### SOURCE EXTRACT
☆ ☆ ☆ ☆ ☆ ☆ ☆

2020 Mexican local elections

1 state congress 84 municipalities

= 2020 Mexican local elections =

Mexican local elections

The 2020 Mexican local elections, held on 18 October 2020, saw voters electing deputies for one state congress and officials for 84 municipalities. The elections were originally scheduled to be held on 7 June 2020; however, due to the COVID-19 pandemic, the elections were postponed.

== Delay ==
On 1 April 2020, the Instituto Nacional Electoral (INE) agreed to postpone the elections due to the COVID-19 pandemic, with a date to be decided upon confirmation from the country's health authorities that there were no sanitary risks. On 18 June 2020, the INE proposed three potential dates to hold the elections: 30 August, 6 September, or 20 September. Ultimately, on 30 July 2020, the INE officially announced that the elections would take place on October 18, 2020, with the campaign period commencing 70 days prior to the election day.

☆ ☆ ☆ ☆ ☆ ☆ ☆

### EXTRACTED DATA
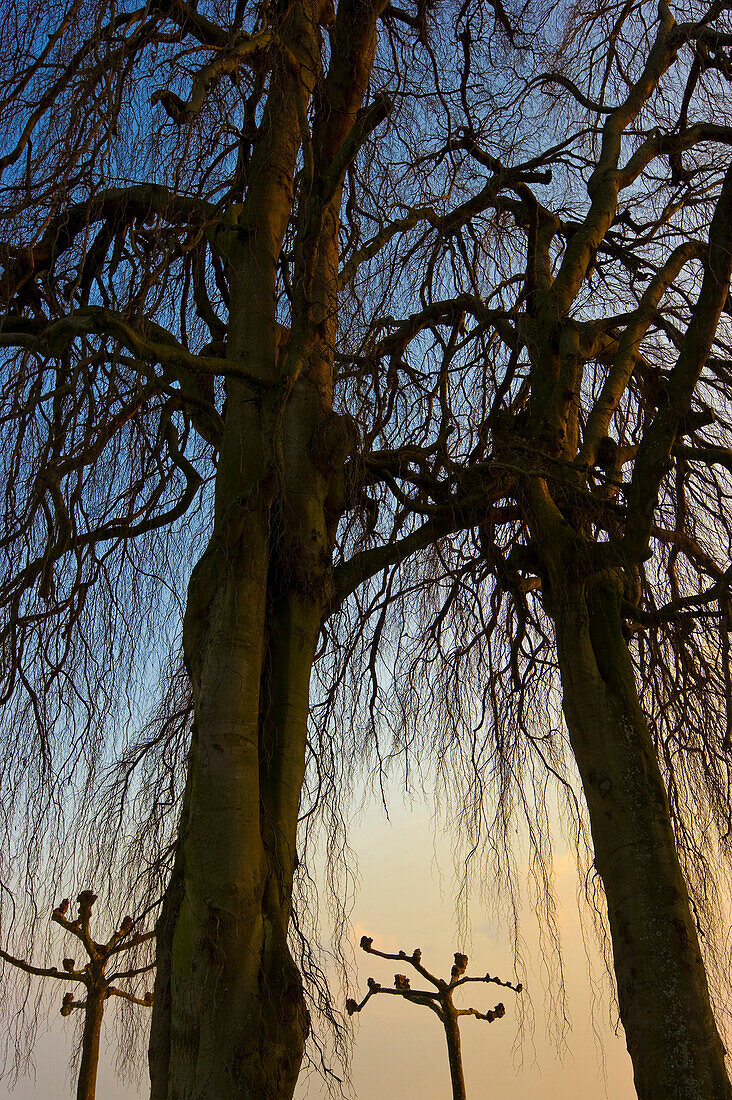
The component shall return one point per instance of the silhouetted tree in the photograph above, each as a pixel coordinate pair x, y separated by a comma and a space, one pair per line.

☆ ☆ ☆ ☆ ☆ ☆ ☆

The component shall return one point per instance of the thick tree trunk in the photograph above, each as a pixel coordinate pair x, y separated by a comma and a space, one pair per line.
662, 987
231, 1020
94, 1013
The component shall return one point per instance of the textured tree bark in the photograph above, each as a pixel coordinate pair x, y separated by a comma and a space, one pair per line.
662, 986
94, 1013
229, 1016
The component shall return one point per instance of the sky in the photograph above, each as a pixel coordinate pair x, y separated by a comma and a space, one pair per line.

☆ ☆ ☆ ☆ ☆ ☆ ☆

### LIST OF TASKS
A: In the text on the 2020 Mexican local elections, on what date were the elections originally scheduled to be held?
B: Can you pick up the text on the 2020 Mexican local elections where it stops and continue it?

### REPLIES
A: 7 June 2020

B:
== State races ==

=== Coahuila ===
All 25 seats of the Congress of Coahuila were up for election, where 16 were elected through first-past-the-post voting and 9 through proportional representation.

2020 Congress of Coahuila election
| Party |  | Before | After | Change |
|---|---|---|---|---|
|  | Institutional Revolutionary Party | 10 | 16 | +6 |
|  | National Action Party | 9 | 3 | −6 |
|  | Unidad Democrática de Coahuila | 3 | 1 | −2 |
|  | Morena | 2 | 4 | +2 |
|  | Party of the Democratic Revolution | 1 | 0 | −1 |
|  | Ecologist Green Party of Mexico | 0 | 1 | +1 |
| Total |  | 25 | 25 |  |

=== Hidalgo ===
All positions in the state's 84 municipalities were up for election.